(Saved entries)
|---|

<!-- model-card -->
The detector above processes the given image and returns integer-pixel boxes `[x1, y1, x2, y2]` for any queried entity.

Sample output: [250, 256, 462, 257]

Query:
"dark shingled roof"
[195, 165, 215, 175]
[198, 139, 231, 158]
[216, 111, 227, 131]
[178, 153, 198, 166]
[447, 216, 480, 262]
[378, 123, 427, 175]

|---|

- _ASSIGNED TASK_: Nothing may be dropped or altered; repeat every record in full.

- _RESPONSE TO THE EXERCISE_:
<!-- model-card -->
The detector above processes the given image and returns integer-pixel boxes `[x1, y1, x2, y2]` for any queried entity.

Sample output: [250, 256, 462, 257]

Query:
"dark shingled roof"
[195, 165, 215, 175]
[198, 139, 231, 158]
[216, 111, 227, 131]
[178, 153, 198, 166]
[447, 216, 480, 262]
[378, 123, 427, 175]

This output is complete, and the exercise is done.